:: Problem to work on ::
Please format the rows below as a two-column CSV with the columns request and answer, one line for each row. Put the row's text and its answer each in a single quoted field, with any line breaks replaced by spaces.

======

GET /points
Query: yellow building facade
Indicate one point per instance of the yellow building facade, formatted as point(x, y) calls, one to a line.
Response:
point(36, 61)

======

:: Response ::
request,answer
"GET /points Query: yellow building facade Indicate one point per instance of the yellow building facade, formatted as point(x, y) calls, one to a line. Response:","point(36, 61)"